:: Supplied records ::
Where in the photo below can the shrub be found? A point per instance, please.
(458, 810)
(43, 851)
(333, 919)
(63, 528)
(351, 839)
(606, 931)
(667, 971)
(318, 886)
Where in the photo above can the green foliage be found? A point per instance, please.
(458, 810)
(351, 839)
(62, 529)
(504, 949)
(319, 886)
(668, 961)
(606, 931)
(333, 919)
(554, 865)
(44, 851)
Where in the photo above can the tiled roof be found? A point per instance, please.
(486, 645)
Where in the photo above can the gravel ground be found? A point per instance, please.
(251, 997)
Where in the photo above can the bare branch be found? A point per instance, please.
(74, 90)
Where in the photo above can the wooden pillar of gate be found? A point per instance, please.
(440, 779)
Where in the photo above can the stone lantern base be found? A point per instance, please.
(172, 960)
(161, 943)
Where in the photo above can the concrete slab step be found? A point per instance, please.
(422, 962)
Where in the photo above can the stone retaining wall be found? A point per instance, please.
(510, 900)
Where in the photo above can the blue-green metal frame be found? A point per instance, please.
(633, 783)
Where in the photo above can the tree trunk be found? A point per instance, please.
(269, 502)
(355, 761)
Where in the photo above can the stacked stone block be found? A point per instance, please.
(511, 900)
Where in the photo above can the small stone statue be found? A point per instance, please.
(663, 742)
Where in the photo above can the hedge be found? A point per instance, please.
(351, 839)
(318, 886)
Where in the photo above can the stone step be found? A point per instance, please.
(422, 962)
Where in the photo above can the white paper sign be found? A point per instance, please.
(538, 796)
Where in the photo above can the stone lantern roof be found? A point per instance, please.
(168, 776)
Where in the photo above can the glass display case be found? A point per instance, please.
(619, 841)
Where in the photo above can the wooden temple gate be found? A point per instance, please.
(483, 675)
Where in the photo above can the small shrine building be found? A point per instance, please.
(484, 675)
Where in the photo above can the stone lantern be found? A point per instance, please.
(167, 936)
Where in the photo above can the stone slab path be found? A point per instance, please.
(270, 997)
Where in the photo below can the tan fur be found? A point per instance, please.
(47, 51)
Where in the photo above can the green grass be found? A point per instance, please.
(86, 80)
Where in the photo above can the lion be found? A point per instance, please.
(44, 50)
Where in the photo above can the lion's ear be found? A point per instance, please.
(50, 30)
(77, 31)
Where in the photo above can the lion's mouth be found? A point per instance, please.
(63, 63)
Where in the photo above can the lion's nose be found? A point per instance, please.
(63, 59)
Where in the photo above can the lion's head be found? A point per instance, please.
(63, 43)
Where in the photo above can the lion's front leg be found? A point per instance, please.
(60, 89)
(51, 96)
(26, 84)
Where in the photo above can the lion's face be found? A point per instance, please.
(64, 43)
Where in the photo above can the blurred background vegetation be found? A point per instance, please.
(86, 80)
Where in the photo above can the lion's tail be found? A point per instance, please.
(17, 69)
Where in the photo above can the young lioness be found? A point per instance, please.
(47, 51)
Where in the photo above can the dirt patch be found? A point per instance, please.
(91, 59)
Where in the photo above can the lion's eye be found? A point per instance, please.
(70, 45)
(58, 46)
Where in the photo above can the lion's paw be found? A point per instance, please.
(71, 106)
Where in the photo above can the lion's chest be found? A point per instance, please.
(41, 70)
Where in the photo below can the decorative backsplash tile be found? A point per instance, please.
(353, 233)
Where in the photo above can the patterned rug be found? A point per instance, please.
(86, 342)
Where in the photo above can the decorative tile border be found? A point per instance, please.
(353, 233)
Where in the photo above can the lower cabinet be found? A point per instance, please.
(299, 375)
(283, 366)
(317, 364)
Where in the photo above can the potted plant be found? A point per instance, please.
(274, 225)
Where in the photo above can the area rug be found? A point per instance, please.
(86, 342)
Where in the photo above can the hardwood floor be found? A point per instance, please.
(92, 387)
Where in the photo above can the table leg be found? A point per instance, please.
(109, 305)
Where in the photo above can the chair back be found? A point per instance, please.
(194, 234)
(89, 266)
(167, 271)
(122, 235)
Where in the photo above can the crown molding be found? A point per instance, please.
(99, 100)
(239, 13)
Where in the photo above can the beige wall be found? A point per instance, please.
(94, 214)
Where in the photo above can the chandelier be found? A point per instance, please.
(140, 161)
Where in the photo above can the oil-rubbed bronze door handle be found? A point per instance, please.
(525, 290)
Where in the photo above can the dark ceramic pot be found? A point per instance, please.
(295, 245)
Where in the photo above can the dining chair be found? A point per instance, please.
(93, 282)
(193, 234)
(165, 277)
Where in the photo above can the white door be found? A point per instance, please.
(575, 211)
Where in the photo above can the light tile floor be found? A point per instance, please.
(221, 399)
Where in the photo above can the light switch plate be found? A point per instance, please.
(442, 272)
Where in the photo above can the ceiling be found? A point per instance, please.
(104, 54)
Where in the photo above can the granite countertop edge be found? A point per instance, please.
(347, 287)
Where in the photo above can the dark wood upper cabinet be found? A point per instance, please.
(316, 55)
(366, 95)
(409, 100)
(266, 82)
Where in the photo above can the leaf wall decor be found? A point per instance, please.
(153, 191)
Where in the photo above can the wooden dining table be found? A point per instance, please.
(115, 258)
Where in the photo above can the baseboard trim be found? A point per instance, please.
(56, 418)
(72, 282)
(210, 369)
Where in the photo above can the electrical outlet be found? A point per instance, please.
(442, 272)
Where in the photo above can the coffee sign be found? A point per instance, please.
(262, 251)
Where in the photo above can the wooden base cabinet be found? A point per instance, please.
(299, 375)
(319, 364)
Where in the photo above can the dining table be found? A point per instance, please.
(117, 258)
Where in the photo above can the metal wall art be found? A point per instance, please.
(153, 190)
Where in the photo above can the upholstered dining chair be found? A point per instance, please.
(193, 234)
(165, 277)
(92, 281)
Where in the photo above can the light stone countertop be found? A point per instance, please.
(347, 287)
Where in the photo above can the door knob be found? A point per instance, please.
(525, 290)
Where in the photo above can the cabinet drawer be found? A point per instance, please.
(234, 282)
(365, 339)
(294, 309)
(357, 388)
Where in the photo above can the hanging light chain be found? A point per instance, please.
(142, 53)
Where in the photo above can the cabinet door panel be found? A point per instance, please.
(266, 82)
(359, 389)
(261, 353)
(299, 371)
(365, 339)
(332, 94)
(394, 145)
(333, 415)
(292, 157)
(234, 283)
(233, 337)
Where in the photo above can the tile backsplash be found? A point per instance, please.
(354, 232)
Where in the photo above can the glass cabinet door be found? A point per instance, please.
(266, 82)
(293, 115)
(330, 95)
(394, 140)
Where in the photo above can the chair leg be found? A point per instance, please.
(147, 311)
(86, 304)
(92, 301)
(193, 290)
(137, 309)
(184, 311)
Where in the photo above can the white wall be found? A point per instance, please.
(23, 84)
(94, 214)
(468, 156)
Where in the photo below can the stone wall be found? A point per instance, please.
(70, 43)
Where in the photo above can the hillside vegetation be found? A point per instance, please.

:: Set problem ::
Each line above must be reproduced exactly as it stands.

:: Completed exercise ::
Where in the photo below can the shrub be found? A point per instance, please.
(458, 810)
(43, 851)
(333, 919)
(63, 528)
(351, 839)
(606, 931)
(667, 971)
(318, 886)
Where in the photo above can the green foliage be found? A point per instance, please.
(458, 810)
(351, 839)
(62, 529)
(504, 949)
(319, 886)
(668, 961)
(606, 931)
(333, 919)
(554, 865)
(44, 851)
Where in the photo above can the tiled roof be found? A point per instance, please.
(486, 645)
Where in the photo above can the gravel ground be found? A point per instance, please.
(251, 997)
Where in the photo above can the bare branch be found? A point per instance, please.
(74, 90)
Where in the photo above can the wooden pillar of gate be found? A point per instance, please.
(440, 779)
Where in the photo above can the stone lantern base be found? A point per instance, please.
(172, 960)
(161, 943)
Where in the photo above can the concrete slab step be found? A point per instance, please.
(422, 962)
Where in the photo above can the stone retaining wall be found? A point per instance, please.
(510, 900)
Where in the photo above can the blue-green metal frame be found? A point per instance, please.
(633, 783)
Where in the photo above can the tree trunk be found? A point per instance, please.
(269, 502)
(355, 761)
Where in the photo above can the stacked stone block be found? A point per instance, please.
(511, 900)
Where in the photo above can the small stone statue be found? A point per instance, please.
(663, 742)
Where in the photo above can the hedge be found? A point per instance, please.
(351, 839)
(318, 886)
Where in the photo above can the stone step be found? A point per instance, please.
(422, 962)
Where in the photo above can the white paper sign be found? A point per instance, please.
(538, 796)
Where in the photo above can the stone lantern roof be found? A point per instance, please.
(168, 776)
Where in the photo above can the glass display case be found? A point per instance, please.
(619, 841)
Where in the photo above can the wooden temple gate be found? A point per instance, please.
(483, 675)
Where in the photo above can the small shrine building be found? A point per instance, please.
(484, 675)
Where in the photo above can the stone lantern be found? A point per instance, please.
(167, 936)
Where in the photo above can the stone slab path be found? A point per instance, please.
(270, 997)
Where in the photo below can the tan fur be found? A point per instance, please.
(47, 51)
Where in the photo above can the green grass be found? A point per instance, please.
(86, 80)
Where in the photo above can the lion be found? A point per instance, please.
(44, 50)
Where in the photo above can the lion's ear be found? A point per instance, please.
(50, 30)
(77, 31)
Where in the photo above can the lion's mouth be found? A point per instance, please.
(63, 63)
Where in the photo above can the lion's nose be found? A point per instance, please.
(63, 59)
Where in the photo above can the lion's head be found? A point per instance, please.
(63, 43)
Where in the photo above can the lion's front leg be found? A point per instance, please.
(60, 89)
(51, 96)
(26, 84)
Where in the photo above can the lion's face be found? A point per instance, please.
(64, 43)
Where in the photo above can the blurred background vegetation be found? A point per instance, please.
(86, 80)
Where in the photo above can the lion's tail be found? A point per instance, please.
(17, 69)
Where in the photo above can the young lioness be found? A point per instance, please.
(47, 51)
Where in the photo above can the dirt patch be found? A point per instance, please.
(91, 59)
Where in the photo above can the lion's eye be found? A point per instance, please.
(70, 45)
(58, 46)
Where in the photo above can the lion's paw be found? A point per instance, please.
(71, 106)
Where in the photo above can the lion's chest be found? A point per instance, please.
(41, 70)
Where in the photo below can the decorative backsplash tile be found? A point per instance, please.
(353, 233)
Where in the photo above can the patterned rug be found? A point per instance, please.
(86, 342)
Where in the photo above can the decorative tile border be found? A point per instance, please.
(353, 233)
Where in the photo above can the lower cabinet be found? A point per instance, please.
(299, 375)
(283, 366)
(317, 364)
Where in the photo above can the potted plant be found? A point per instance, please.
(274, 225)
Where in the photo above can the area rug be found? A point per instance, please.
(86, 342)
Where in the photo above can the hardwood floor be found? A point per instance, please.
(92, 387)
Where in the photo above can the table leg be found? A point per instance, please.
(109, 305)
Where in the photo above can the chair back be found? A point per instance, please.
(194, 234)
(89, 266)
(167, 271)
(122, 235)
Where in the photo above can the crown molding be found? A point per instance, please.
(99, 100)
(239, 13)
Where in the photo above can the beige wall be found? A point per instance, please.
(94, 214)
Where in the photo above can the chandelier be found? A point per instance, please.
(140, 161)
Where in the photo above can the oil-rubbed bronze door handle be found? A point per instance, please.
(525, 290)
Where in the photo above can the dark ceramic pot be found? A point per instance, please.
(295, 245)
Where in the photo above can the dining chair be found? A point per instance, please.
(93, 282)
(193, 234)
(165, 277)
Where in the photo above can the white door be found? A point per instance, please.
(575, 211)
Where in the photo above can the light tile floor be found? A point per instance, please.
(221, 399)
Where in the photo above can the light switch plate be found? A point per instance, please.
(442, 272)
Where in the photo above can the ceiling be found? A point per instance, please.
(104, 54)
Where in the photo above can the granite countertop edge be found? A point per instance, please.
(347, 287)
Where in the photo above can the dark wood upper cabinet be found? A point per instance, please.
(316, 55)
(366, 95)
(409, 100)
(266, 82)
Where in the photo above can the leaf wall decor be found? A point per instance, please.
(153, 191)
Where in the photo above can the wooden dining table be found? A point per instance, please.
(115, 258)
Where in the photo above can the baseboard trim be found? A point per instance, please.
(56, 418)
(72, 282)
(210, 369)
Where in the photo above can the electrical outlet be found? A point per instance, please.
(442, 272)
Where in the photo above can the coffee sign be found? A point per instance, please.
(262, 251)
Where in the photo above can the wooden base cabinet be found? A point per instance, please.
(299, 375)
(319, 364)
Where in the photo above can the dining table be found? A point per instance, please.
(117, 258)
Where in the photo above can the metal wall art be found? A point per instance, please.
(153, 190)
Where in the photo above can the upholstered dining chair be found? A point per instance, please.
(193, 234)
(165, 277)
(92, 281)
Where in the photo above can the light stone countertop be found? A point per instance, please.
(347, 287)
Where in the photo above can the door knob be found? A point per instance, please.
(525, 290)
Where in the photo above can the cabinet drawer be found? A point per instance, please.
(234, 282)
(365, 339)
(294, 309)
(357, 388)
Where in the photo above can the hanging light chain be found? A point per instance, please.
(142, 53)
Where in the photo above can the cabinet door panel be found? A point per instance, please.
(266, 82)
(359, 389)
(261, 353)
(299, 371)
(365, 339)
(332, 94)
(394, 145)
(333, 415)
(292, 157)
(234, 283)
(233, 337)
Where in the photo above can the tile backsplash be found? A point per instance, please.
(354, 232)
Where in the photo above can the glass cabinet door be found? A point per instance, please.
(266, 82)
(293, 115)
(330, 95)
(394, 140)
Where in the photo above can the chair leg be found? A point per instance, please.
(147, 311)
(86, 304)
(92, 301)
(193, 290)
(137, 309)
(184, 311)
Where in the photo above can the white wall be found? A point per instance, please.
(23, 84)
(94, 214)
(468, 156)
Where in the photo below can the stone wall be found? A point per instance, please.
(70, 43)
Where in the photo above can the hillside vegetation be found? A point per instance, please.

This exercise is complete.